SET EXERCISE :: Reproduce the patent excerpt on robot path planning word for word, between "The functions described" and "completely new approach.", inclusive.

PAGE ::
US 2017/0090454 A1 discloses a method for generating positioning travel data for a CNC machine. Optimized positioning paths are generated on the basis of machine kinematics, machine axis travel limits, machine axis speed and acceleration limits, and machine positioning methods, wherein a plurality of possible paths for repositioning a tool from a first configuration to a second configuration are determined.

DE 10 2004 027 944 A1 discloses a method for protecting at least two robots against collisions, in which movements of a robot are automatically checked for possible collisions and interlocks are automatically inserted in the movement sequence.

The functions described already facilitate the programming of robot sequences and help to avoid errors. However, all of the individual support systems described above have the problem that they are incomplete and, within certain limits, inaccurate. Therefore, interaction with the operator is still necessary during programming. This also means that damage caused by collisions cannot be completely prevented.

The aim is not simply to improve robot sequences by combining the various individual functions described, but to create the conditions for dynamic, collision-free autonavigation by taking a completely new approach.

BRIEF SUMMARY

The disclosure provides a method for determining at least part of a path for at least one autonavigation, which method supports the operator in making adjustments to the machine cycle and is optimized in respect of travel path, cycle time, reliability of the process, energy and wear.

The method for determining at least a part of a path for connecting at least one starting point to at least one finishing point in a space for at least one autonavigation of at least one movable component, for example of a peripheral device, for example a robot or a robot gripper, through the space on a machine, which is an injection molding machine for processing plastics and other plasticizable materials or a 3D printing machine configured for removing, transferring and/or depositing a molding,, comprises the following steps.

Object location annotation data
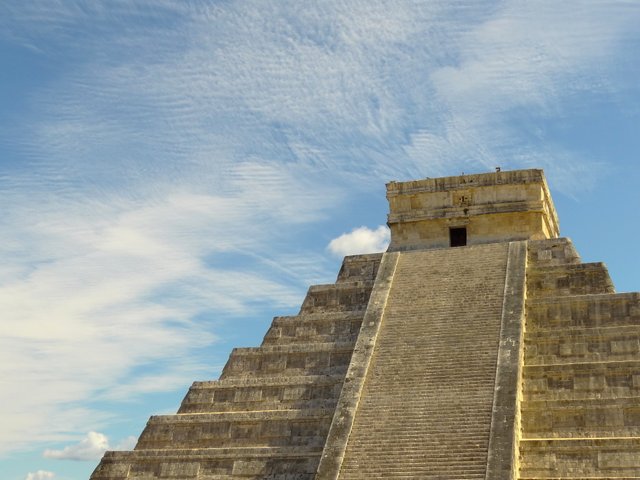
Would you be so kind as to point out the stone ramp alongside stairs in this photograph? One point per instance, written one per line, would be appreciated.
(426, 406)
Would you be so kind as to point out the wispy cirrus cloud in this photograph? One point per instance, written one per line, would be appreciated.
(166, 167)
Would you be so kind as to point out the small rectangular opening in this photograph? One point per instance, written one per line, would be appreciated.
(458, 236)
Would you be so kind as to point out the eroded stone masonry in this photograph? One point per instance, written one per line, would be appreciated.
(478, 346)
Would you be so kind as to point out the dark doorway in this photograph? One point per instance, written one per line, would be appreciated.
(458, 237)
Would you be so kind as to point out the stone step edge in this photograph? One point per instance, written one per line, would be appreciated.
(344, 285)
(250, 415)
(583, 442)
(598, 402)
(213, 452)
(302, 380)
(586, 364)
(534, 269)
(318, 317)
(573, 332)
(588, 298)
(295, 348)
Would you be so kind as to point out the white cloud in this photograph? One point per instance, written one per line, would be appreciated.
(126, 443)
(40, 475)
(360, 240)
(177, 136)
(92, 447)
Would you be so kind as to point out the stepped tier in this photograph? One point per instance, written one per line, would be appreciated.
(580, 411)
(269, 414)
(503, 358)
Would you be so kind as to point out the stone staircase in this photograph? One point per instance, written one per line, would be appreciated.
(268, 415)
(426, 405)
(580, 410)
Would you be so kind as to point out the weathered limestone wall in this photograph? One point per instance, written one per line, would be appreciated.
(581, 396)
(269, 414)
(426, 405)
(493, 207)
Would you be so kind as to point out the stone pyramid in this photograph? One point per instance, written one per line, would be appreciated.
(478, 346)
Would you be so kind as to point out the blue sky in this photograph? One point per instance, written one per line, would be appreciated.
(172, 174)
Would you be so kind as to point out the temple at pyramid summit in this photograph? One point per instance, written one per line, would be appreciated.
(478, 346)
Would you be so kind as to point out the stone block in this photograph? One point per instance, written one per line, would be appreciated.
(625, 346)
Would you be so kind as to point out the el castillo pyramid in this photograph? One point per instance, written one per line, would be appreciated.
(478, 346)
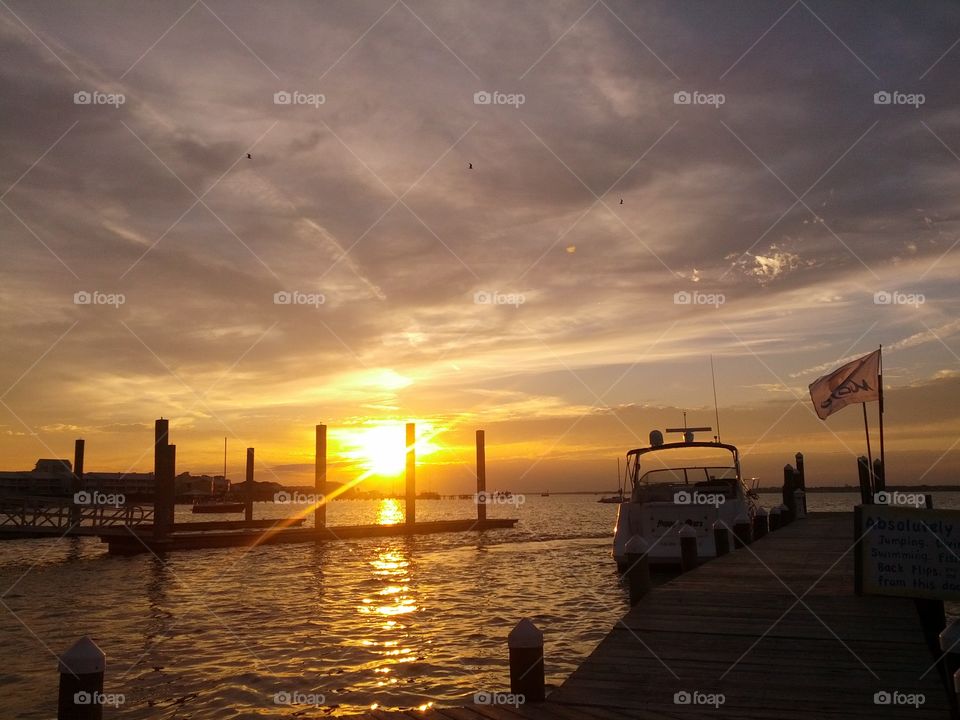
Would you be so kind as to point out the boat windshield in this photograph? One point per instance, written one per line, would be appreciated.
(688, 476)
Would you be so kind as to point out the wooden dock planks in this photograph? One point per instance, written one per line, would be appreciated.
(775, 627)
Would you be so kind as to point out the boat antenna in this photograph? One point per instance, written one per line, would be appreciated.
(716, 408)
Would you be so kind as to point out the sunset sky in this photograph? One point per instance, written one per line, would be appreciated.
(808, 221)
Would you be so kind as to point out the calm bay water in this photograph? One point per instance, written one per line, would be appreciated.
(396, 622)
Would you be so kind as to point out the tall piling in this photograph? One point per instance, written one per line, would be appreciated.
(481, 477)
(163, 474)
(248, 488)
(411, 502)
(320, 479)
(76, 480)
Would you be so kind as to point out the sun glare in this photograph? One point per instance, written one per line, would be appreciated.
(381, 449)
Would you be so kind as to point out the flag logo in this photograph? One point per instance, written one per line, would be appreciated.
(856, 382)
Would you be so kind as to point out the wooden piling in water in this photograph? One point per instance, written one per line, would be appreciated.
(248, 489)
(721, 538)
(411, 502)
(80, 692)
(688, 548)
(76, 480)
(637, 573)
(481, 476)
(320, 478)
(527, 677)
(161, 473)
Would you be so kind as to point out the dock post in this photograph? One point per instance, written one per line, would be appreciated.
(411, 502)
(76, 480)
(248, 489)
(721, 538)
(688, 548)
(161, 461)
(789, 484)
(774, 519)
(80, 694)
(320, 480)
(866, 491)
(638, 568)
(760, 525)
(741, 531)
(526, 661)
(481, 477)
(879, 479)
(800, 501)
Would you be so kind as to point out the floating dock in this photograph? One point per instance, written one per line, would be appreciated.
(775, 628)
(133, 542)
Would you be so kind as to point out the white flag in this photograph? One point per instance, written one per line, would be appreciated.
(855, 382)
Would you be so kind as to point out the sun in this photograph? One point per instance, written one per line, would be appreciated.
(381, 449)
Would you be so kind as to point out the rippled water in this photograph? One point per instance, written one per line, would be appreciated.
(393, 622)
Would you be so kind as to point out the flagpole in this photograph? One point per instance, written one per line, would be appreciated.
(883, 459)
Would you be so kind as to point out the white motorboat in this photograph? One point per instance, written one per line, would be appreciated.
(676, 484)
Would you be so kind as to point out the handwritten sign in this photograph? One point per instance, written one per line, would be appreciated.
(907, 552)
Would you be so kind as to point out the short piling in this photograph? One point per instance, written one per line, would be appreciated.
(411, 501)
(741, 531)
(248, 493)
(637, 573)
(760, 523)
(527, 677)
(773, 519)
(721, 538)
(688, 548)
(80, 693)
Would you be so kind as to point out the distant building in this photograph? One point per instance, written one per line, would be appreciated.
(48, 477)
(55, 478)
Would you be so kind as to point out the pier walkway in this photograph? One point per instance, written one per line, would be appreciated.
(775, 628)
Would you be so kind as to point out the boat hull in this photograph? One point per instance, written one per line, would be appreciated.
(659, 523)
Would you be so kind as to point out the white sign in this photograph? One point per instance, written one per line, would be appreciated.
(908, 552)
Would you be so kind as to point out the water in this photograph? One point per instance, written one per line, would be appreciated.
(393, 622)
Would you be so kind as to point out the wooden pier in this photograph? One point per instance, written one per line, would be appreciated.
(775, 628)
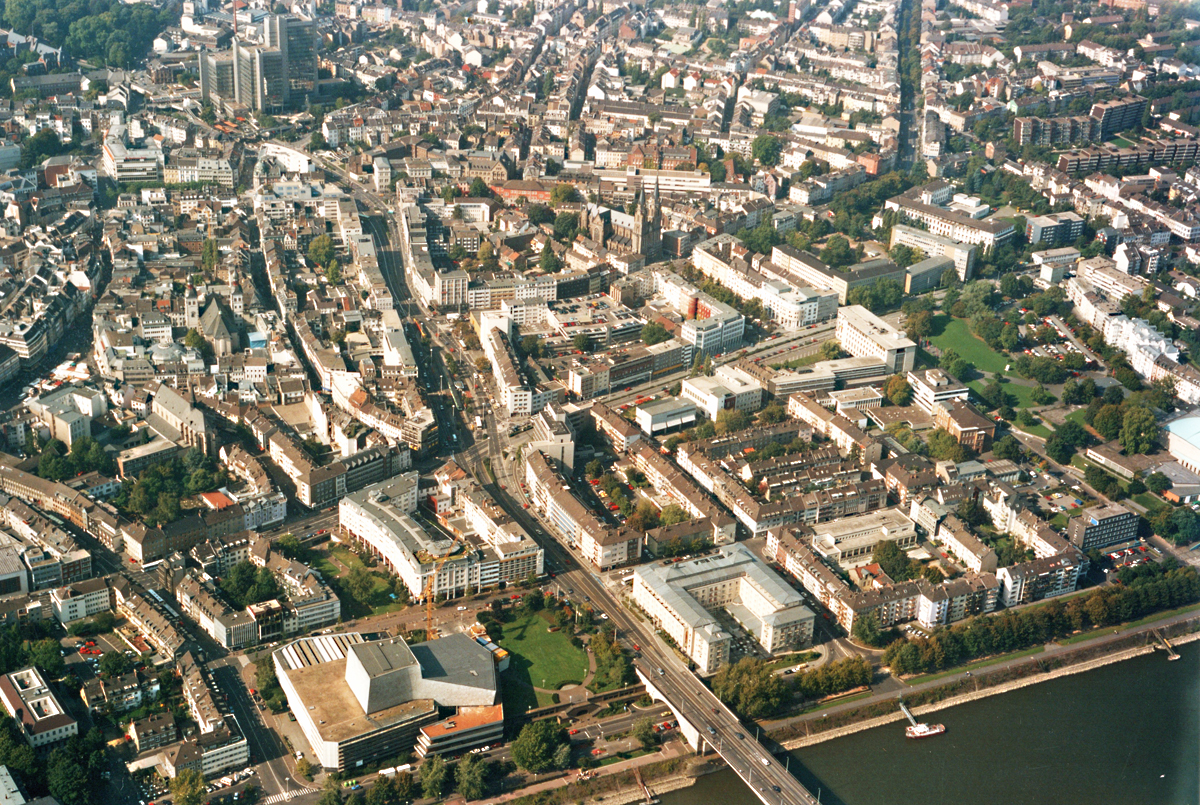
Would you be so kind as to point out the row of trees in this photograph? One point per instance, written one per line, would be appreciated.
(755, 691)
(1141, 590)
(103, 31)
(613, 666)
(155, 496)
(84, 456)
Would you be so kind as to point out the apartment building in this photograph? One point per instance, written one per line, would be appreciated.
(1042, 578)
(729, 389)
(864, 335)
(31, 703)
(603, 546)
(681, 599)
(925, 204)
(1102, 526)
(967, 548)
(935, 386)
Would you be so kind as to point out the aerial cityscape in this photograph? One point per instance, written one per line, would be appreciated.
(575, 401)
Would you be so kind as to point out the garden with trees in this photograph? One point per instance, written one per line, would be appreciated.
(1141, 592)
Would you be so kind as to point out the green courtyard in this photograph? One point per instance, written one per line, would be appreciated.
(541, 658)
(538, 658)
(954, 334)
(335, 562)
(1019, 396)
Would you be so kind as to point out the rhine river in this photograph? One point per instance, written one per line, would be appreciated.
(1126, 733)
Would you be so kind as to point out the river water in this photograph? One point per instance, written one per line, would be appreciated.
(1126, 733)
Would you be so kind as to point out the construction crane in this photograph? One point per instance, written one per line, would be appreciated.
(430, 634)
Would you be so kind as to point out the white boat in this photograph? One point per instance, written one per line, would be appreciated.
(924, 731)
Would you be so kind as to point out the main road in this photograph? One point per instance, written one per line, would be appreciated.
(687, 695)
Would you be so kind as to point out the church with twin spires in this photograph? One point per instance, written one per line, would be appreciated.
(640, 233)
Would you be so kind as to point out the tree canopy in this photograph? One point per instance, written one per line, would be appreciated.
(537, 745)
(750, 688)
(321, 250)
(654, 334)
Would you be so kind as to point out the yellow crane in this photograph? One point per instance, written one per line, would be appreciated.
(430, 634)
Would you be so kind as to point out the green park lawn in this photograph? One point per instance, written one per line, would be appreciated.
(953, 334)
(1150, 500)
(1035, 430)
(978, 664)
(540, 658)
(330, 560)
(1021, 396)
(1078, 416)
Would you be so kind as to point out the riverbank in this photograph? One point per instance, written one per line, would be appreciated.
(665, 775)
(1035, 670)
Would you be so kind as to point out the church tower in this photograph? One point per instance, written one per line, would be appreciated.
(648, 221)
(235, 299)
(191, 308)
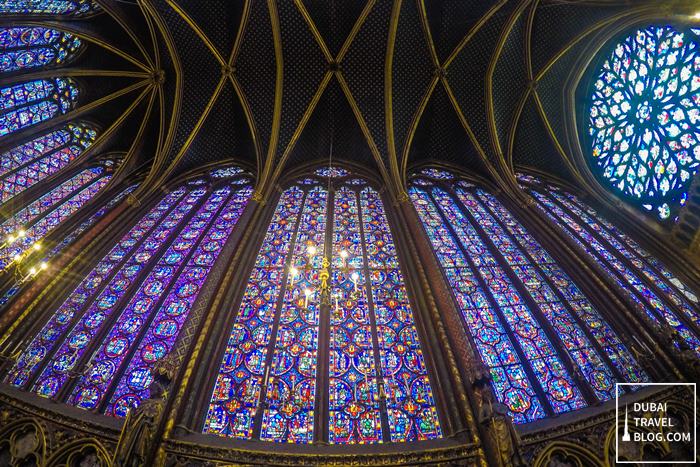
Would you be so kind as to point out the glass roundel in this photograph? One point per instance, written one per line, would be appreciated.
(644, 117)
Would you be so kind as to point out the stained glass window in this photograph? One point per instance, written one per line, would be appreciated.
(645, 281)
(520, 308)
(145, 286)
(32, 162)
(644, 117)
(32, 46)
(370, 370)
(26, 104)
(24, 230)
(332, 172)
(49, 7)
(68, 239)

OUTPUT BELOW ::
The functions described already facilitate the programming of robot sequences and help to avoid errors. However, all of the individual support systems described above have the problem that they are incomplete and, within certain limits, inaccurate. Therefore, interaction with the operator is still necessary during programming. This also means that damage caused by collisions cannot be completely prevented.

The aim is not simply to improve robot sequences by combining the various individual functions described, but to create the conditions for dynamic, collision-free autonavigation by taking a completely new approach.